Text segment
================
Today we're going to encounter continuations.  We're going to come at
them from three different directions, and each time we're going to end
up at the same place: a particular monad, which we'll call the
continuation monad.

The three approches are:

*    Rethinking the list monad;
*    Montague's PTQ treatment of DPs as generalized quantifiers; and
*    Refunctionalizing zippers (Shan: zippers are defunctionalized continuations);

Rethinking the list monad
-------------------------

To construct a monad, the key element is to settle on a type
constructor, and the monad naturally follows from that.  I'll remind
you of some examples of how monads follow from the type constructor in
a moment.  This will involve some review of familair material, but
it's worth doing for two reasons: it will set up a pattern for the new
discussion further below, and it will tie together some previously
unconnected elements of the course (more specifically, version 3 lists
and monads).

For instance, take the **Reader Monad**.  Once we decide that the type
constructor is

    type 'a reader = fun e:env -> 'a

then we can deduce the unit and the bind:

    runit x:'a -> 'a reader = fun (e:env) -> x

Since the type of an `'a reader` is `fun e:env -> 'a` (by definition),
the type of the `runit` function is `'a -> e:env -> 'a`, which is a
specific case of the type of the *K* combinator.  So it makes sense
that *K* is the unit for the reader monad.

Since the type of the `bind` operator is required to be

    r_bind:('a reader) -> ('a -> 'b reader) -> ('b reader)
================
Reproduce the passage of the notes on continuations starting at "Since the type of an" and ending at "-> ('b reader)".
================
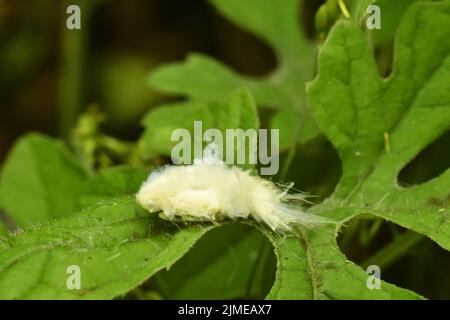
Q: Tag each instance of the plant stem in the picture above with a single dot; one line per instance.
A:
(72, 92)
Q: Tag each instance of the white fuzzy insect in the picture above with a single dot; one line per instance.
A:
(209, 190)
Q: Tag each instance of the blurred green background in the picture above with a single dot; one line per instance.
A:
(50, 75)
================
Output
Since the type of an `'a reader` is `fun e:env -> 'a` (by definition),
the type of the `runit` function is `'a -> e:env -> 'a`, which is a
specific case of the type of the *K* combinator.  So it makes sense
that *K* is the unit for the reader monad.

Since the type of the `bind` operator is required to be

    r_bind:('a reader) -> ('a -> 'b reader) -> ('b reader)